*Records of labeled points*:

------------------------------------------------------------

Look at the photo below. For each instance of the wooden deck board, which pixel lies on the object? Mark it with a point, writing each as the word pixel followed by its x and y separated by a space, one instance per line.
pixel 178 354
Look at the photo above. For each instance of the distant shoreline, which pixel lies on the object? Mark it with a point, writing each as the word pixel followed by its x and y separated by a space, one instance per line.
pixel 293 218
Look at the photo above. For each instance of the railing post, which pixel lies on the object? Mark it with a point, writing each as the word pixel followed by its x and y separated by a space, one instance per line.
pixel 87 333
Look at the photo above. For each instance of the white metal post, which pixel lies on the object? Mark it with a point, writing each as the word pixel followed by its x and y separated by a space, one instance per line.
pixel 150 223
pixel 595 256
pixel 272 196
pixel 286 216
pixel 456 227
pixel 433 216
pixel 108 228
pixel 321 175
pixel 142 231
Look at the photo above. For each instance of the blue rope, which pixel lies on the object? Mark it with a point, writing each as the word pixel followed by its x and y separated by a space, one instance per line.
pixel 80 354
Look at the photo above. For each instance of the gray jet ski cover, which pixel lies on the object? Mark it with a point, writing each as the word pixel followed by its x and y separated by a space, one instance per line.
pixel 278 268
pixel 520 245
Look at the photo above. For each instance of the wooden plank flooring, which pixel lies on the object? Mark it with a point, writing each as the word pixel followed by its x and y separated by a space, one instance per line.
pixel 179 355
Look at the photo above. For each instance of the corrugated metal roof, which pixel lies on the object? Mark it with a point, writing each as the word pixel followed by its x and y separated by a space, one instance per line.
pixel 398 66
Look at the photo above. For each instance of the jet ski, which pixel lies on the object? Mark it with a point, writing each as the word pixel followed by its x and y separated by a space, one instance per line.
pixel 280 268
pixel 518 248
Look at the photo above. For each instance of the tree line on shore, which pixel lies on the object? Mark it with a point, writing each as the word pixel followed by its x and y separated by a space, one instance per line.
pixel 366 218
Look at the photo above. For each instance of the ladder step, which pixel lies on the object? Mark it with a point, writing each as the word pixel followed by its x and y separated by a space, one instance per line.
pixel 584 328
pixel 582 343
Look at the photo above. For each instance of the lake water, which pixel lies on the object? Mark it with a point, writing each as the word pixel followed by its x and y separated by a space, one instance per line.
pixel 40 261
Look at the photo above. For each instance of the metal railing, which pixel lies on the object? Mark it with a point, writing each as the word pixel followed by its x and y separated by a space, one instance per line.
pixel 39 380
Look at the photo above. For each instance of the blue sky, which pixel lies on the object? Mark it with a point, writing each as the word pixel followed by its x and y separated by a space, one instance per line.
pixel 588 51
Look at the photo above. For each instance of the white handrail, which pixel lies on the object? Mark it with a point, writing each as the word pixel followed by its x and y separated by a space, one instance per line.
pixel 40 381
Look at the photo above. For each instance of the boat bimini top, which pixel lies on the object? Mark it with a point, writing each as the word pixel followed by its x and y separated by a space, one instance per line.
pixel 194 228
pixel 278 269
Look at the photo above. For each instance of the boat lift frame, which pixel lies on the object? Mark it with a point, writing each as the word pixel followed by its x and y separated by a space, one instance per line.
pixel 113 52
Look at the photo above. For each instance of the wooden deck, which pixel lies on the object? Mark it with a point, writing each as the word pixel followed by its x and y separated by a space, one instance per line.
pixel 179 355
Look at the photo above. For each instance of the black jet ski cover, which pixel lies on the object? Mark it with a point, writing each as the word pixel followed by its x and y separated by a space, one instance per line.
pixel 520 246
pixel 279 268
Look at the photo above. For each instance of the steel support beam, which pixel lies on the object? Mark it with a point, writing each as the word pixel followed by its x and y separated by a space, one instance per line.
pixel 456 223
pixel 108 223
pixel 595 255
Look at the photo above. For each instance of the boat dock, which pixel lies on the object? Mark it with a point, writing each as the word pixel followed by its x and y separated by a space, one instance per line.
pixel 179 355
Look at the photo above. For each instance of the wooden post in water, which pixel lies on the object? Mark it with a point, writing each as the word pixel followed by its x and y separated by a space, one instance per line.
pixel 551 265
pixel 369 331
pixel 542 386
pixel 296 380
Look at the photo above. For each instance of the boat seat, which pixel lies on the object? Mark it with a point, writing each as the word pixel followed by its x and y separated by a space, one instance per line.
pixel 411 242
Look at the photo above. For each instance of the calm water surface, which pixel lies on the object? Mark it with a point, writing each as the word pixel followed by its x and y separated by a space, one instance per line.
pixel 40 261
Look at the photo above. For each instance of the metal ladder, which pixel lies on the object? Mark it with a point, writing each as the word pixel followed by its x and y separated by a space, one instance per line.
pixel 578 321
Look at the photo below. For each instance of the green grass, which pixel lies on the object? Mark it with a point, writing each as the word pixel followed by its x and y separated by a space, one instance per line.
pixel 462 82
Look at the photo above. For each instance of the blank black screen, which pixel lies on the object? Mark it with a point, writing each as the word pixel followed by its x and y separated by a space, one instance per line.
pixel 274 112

------------------------------------------------------------

*Task*:
Turn each line of the rows above into one string in a JSON list, skipping any blank lines.

*Task output*:
[
  "Look at the photo below. For each instance of the wooden deck board, which pixel lies on the object? Mark it with a point, writing each as the word pixel followed by its x and y separated by a space, one instance per line.",
  "pixel 178 354",
  "Look at the photo above. For each instance of the distant shoreline, which pixel lies on the object? Mark it with a point, writing each as the word pixel followed by its x and y separated by a space, one instance per line.",
  "pixel 293 218",
  "Look at the photo above. For each instance of the railing post, which pixel lies on the object? Mark it with a point, writing each as the word pixel followed by its x and y separated by a space, one instance per line.",
  "pixel 87 333",
  "Look at the photo above. For each instance of the white metal post, which pixel lies on the object? Mark it with a point, writing each as the word pixel followed by its x and y separated by a space, one instance per line.",
  "pixel 150 223",
  "pixel 595 256",
  "pixel 272 196",
  "pixel 286 216",
  "pixel 456 227",
  "pixel 433 216",
  "pixel 108 228",
  "pixel 321 175",
  "pixel 142 231",
  "Look at the photo above. For each instance of the blue rope, which pixel lies on the object? Mark it with a point, writing each as the word pixel followed by its x and y separated by a space, one instance per line.",
  "pixel 80 354",
  "Look at the photo above. For each instance of the gray jet ski cover, which pixel lies on the object? Mark it with a point, writing each as the word pixel followed by its x and y separated by a space, one instance per line.",
  "pixel 278 268",
  "pixel 520 245",
  "Look at the photo above. For each instance of the wooden plank flooring, which pixel lies on the object? Mark it with a point, writing each as the word pixel followed by its x and y separated by a space, one instance per line.",
  "pixel 179 355",
  "Look at the photo above. For each instance of the corrugated metal roof, which pixel lies on the object? Mark it with a point, writing each as the word pixel followed by its x and y separated by a space, one instance per line.",
  "pixel 398 66",
  "Look at the photo above. For each instance of the jet ski, which pixel lies on the object? Mark it with a point, writing each as the word pixel followed by its x and y separated by a space, one instance per line.",
  "pixel 280 268",
  "pixel 518 248",
  "Look at the photo above. For each instance of the tree line on shore, which pixel lies on the object? Mark it with a point, writing each as the word pixel followed by its x and y separated by a space, one instance per line.",
  "pixel 366 218",
  "Look at the photo above. For each instance of the ladder step, which pixel lies on the object? Mark it with a point, writing each as the word pixel followed by its x and y separated by a space, one instance per line.",
  "pixel 584 328",
  "pixel 582 343",
  "Look at the photo above. For each instance of the lake water, which pixel lies on the object? Mark it with a point, writing each as the word pixel followed by its x and y separated by a space, one instance per line.",
  "pixel 40 261",
  "Look at the photo above. For each instance of the metal railing, which pixel lies on the object? Mark it with a point, writing each as the word pixel followed by its x and y separated by a space, one instance per line.",
  "pixel 39 380",
  "Look at the photo above. For each instance of the blue sky, which pixel lies on the object? Mark it with a point, writing each as the word pixel followed by its x and y separated by a space, one instance per line.",
  "pixel 588 51",
  "Look at the photo above. For each instance of the white handrail, which pixel lies on the object? Mark it with a point, writing each as the word pixel followed by its x and y separated by a space, one instance per line.",
  "pixel 40 381",
  "Look at the photo above. For each instance of the boat bimini top, which pixel lies on the object? Mark it with a point, writing each as the word pixel followed by its x and y separated by a space, one instance per line.",
  "pixel 194 228",
  "pixel 278 269",
  "Look at the photo above. For each instance of the boat lift frame, which pixel lies on the object? Mark it with a point, writing each as the word pixel followed by its x and y separated by a space, one instance per line.",
  "pixel 113 52",
  "Look at the photo above. For each instance of the wooden deck, which pixel lies on the object? Mark it with a point, writing each as the word pixel followed by its x and y separated by a space, one instance per line.",
  "pixel 179 355",
  "Look at the photo above. For each instance of the black jet ski cover, which pixel lies on the object? Mark it with a point, writing each as the word pixel followed by its x and y separated by a space, one instance per line.",
  "pixel 520 246",
  "pixel 279 268",
  "Look at the photo above. For each instance of the steel support beam, which pixel lies on the object? Mark it with a point, writing each as the word pixel followed by its x and y separated by a space, one instance per line.",
  "pixel 456 223",
  "pixel 108 223",
  "pixel 595 255",
  "Look at the photo above. For each instance of the boat dock, which pixel lies on the object? Mark it with a point, writing each as the word pixel followed by its x and y separated by a space, one instance per line.",
  "pixel 179 355",
  "Look at the photo above. For each instance of the wooden post in water, which pixel lies on the object? Mark it with a point, writing each as the word pixel followed by its x and y separated by a space, one instance per line.",
  "pixel 551 265",
  "pixel 369 331",
  "pixel 542 386",
  "pixel 296 380",
  "Look at the photo above. For each instance of the boat seat, which pixel lies on the object? Mark it with a point, writing each as the word pixel followed by its x and y separated by a space, one instance per line.",
  "pixel 411 242",
  "Look at the photo above. For each instance of the calm water surface, which pixel lies on the object? Mark it with a point, writing each as the word pixel followed by its x and y separated by a space, one instance per line.",
  "pixel 40 261",
  "Look at the photo above. For each instance of the metal ladder, which pixel lies on the object? Mark it with a point, writing each as the word pixel followed by its x and y separated by a space, one instance per line.",
  "pixel 578 321",
  "Look at the photo below. For each instance of the green grass, which pixel lies on the object? Mark it with a point, writing each as the word pixel followed by its x and y separated by a space, one instance per line.",
  "pixel 462 82",
  "Look at the photo above. For each instance of the blank black screen, which pixel lies on the object? Mark it with a point, writing each as the word pixel followed by its x and y separated by a space, one instance per line.",
  "pixel 274 112"
]